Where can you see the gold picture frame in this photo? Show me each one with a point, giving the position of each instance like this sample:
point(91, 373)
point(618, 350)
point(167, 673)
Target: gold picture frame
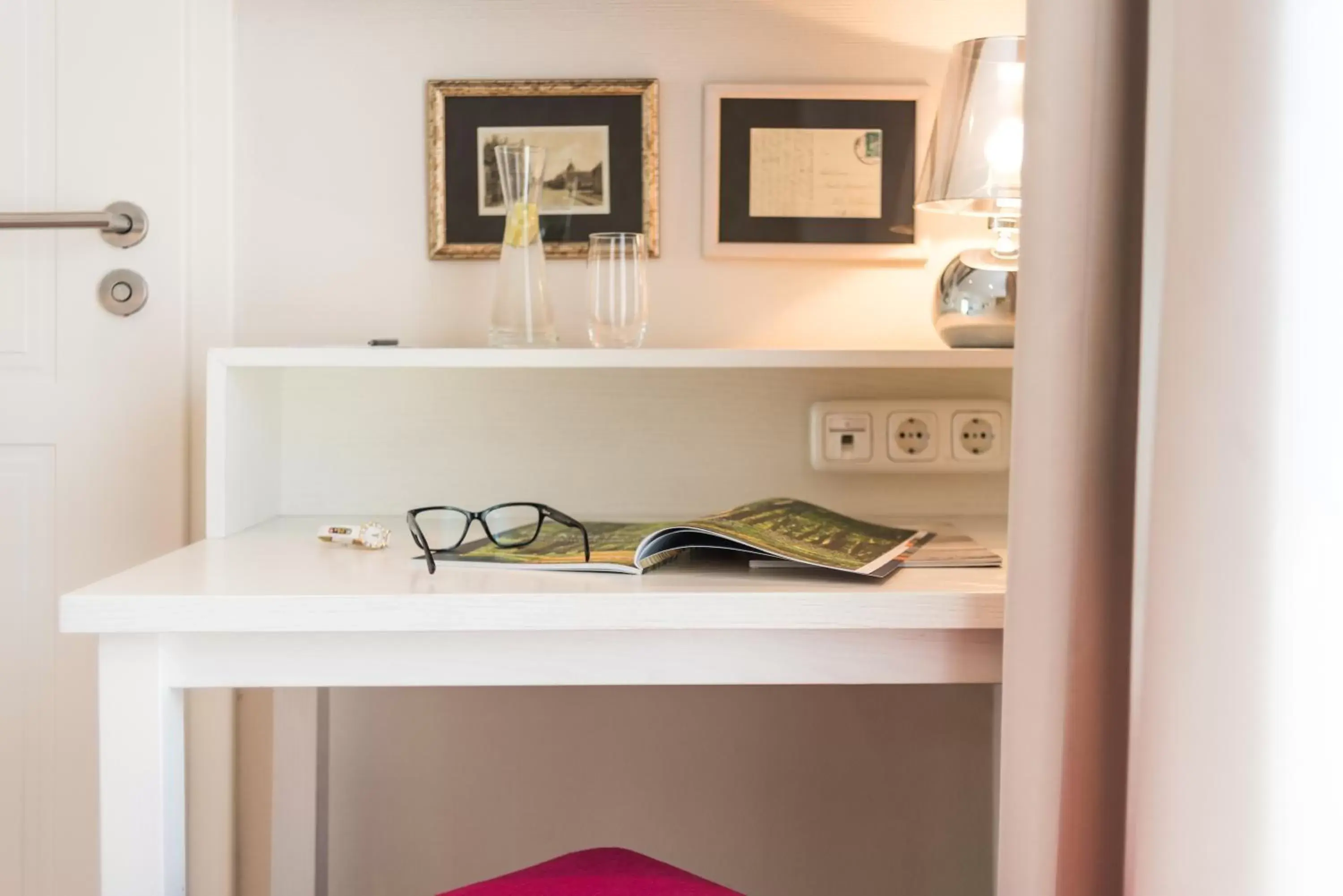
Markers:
point(437, 94)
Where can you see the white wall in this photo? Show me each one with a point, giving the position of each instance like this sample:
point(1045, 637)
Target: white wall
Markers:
point(782, 792)
point(331, 159)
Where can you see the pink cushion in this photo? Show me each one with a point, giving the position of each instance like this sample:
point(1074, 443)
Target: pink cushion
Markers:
point(598, 872)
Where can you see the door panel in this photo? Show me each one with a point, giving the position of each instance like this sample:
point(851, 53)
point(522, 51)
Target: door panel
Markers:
point(27, 651)
point(27, 183)
point(93, 407)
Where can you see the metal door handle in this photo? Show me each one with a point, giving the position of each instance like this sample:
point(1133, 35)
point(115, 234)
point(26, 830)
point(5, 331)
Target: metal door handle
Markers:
point(123, 225)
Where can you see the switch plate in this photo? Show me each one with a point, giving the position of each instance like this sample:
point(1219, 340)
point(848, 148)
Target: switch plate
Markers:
point(876, 435)
point(848, 438)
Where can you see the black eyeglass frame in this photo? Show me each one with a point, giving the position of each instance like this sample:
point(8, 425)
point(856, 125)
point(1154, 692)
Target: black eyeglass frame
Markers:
point(544, 512)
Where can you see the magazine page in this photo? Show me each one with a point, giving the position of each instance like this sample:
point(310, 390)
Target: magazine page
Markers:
point(804, 533)
point(950, 549)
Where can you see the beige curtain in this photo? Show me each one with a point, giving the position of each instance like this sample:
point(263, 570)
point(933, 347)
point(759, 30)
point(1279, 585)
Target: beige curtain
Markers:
point(1173, 721)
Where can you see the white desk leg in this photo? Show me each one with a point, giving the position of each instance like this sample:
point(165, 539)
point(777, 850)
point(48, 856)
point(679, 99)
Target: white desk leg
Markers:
point(141, 772)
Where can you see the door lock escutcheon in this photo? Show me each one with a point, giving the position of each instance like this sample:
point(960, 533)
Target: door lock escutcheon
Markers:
point(123, 292)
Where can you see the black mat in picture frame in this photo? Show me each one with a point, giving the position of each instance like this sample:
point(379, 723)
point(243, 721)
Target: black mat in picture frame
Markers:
point(813, 172)
point(601, 172)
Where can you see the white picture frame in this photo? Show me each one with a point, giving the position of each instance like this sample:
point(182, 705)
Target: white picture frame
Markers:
point(915, 253)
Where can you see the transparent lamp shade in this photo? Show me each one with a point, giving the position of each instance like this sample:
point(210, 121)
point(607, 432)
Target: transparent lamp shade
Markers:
point(973, 166)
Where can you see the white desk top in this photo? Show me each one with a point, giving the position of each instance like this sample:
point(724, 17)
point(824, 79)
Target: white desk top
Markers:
point(602, 358)
point(278, 577)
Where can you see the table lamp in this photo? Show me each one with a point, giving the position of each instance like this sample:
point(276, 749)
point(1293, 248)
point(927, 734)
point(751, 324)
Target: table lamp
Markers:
point(974, 168)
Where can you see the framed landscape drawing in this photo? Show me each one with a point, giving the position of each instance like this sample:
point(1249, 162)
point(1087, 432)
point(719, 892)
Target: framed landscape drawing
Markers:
point(601, 141)
point(813, 172)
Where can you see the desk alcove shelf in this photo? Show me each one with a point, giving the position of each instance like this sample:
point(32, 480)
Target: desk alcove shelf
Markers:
point(693, 621)
point(262, 602)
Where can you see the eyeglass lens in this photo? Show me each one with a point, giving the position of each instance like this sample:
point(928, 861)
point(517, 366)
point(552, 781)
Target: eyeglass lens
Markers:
point(513, 525)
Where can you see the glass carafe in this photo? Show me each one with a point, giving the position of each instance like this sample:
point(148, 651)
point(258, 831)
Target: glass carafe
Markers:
point(522, 315)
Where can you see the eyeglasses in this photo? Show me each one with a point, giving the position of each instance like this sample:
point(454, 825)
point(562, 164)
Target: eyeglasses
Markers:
point(509, 526)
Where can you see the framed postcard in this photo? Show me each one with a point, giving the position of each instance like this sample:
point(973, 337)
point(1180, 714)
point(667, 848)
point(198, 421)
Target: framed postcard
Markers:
point(601, 141)
point(821, 172)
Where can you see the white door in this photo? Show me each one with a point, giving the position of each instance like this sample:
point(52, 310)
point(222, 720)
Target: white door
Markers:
point(93, 407)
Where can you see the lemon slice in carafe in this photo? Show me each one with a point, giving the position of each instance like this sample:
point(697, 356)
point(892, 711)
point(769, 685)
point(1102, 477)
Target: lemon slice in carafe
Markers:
point(524, 225)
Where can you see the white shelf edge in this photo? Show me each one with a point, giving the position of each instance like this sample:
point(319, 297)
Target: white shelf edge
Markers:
point(363, 356)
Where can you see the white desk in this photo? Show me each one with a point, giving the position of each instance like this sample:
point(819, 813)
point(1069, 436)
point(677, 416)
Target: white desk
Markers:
point(274, 608)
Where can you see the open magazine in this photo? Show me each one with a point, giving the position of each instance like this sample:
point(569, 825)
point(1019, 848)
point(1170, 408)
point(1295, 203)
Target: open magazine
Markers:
point(777, 529)
point(950, 549)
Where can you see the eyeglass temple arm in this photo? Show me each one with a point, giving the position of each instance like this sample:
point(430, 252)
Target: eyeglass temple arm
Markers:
point(421, 542)
point(567, 521)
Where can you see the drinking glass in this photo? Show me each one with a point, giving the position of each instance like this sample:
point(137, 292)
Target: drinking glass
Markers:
point(618, 290)
point(522, 313)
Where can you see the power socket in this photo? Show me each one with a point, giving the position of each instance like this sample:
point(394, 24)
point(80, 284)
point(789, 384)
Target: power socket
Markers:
point(922, 435)
point(977, 437)
point(912, 437)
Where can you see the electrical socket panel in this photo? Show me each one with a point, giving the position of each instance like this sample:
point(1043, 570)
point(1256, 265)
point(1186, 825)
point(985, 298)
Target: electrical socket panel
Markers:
point(911, 435)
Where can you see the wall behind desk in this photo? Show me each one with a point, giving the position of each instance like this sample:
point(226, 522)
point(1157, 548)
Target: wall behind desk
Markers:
point(331, 167)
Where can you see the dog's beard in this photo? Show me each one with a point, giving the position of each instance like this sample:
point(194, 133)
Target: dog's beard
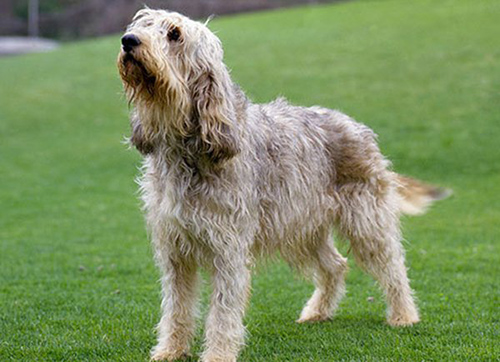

------------------------------------------------------------------------

SHORT TASK: Copy the material below without changes, starting at the line containing "Where can you see the white door" and ending after the line containing "point(567, 521)".

THE RESPONSE:
Where can you see the white door in this photo? Show me each one with a point, giving the position of each instance like this sample:
point(52, 310)
point(222, 720)
Target: white door
Markers:
point(93, 407)
Where can you see the lemon slice in carafe in this photo? Show me each one with a point, giving the position of each instance like this sample:
point(697, 356)
point(892, 711)
point(769, 685)
point(1102, 477)
Target: lemon slice in carafe
Markers:
point(524, 225)
Where can you see the white shelf edge in this photo? Show me each one with a point, giving the position of each instance like this sample:
point(319, 297)
Target: white shelf edge
Markers:
point(363, 356)
Where can you see the white desk in this photo? Show me each one with a point, giving the position of each instance like this sample:
point(819, 813)
point(1069, 436)
point(677, 416)
Target: white desk
Markers:
point(274, 608)
Where can you see the open magazine in this photo? Show me each one with a point, giving the position of each instance like this sample:
point(569, 825)
point(1019, 848)
point(1170, 408)
point(1295, 203)
Target: open magazine
Markers:
point(777, 529)
point(950, 549)
Where can you see the eyeglass temple arm in this photo? Show me each one with a point, giving the position of each instance like this sample:
point(430, 252)
Target: eyeglass temple arm
Markers:
point(421, 542)
point(567, 521)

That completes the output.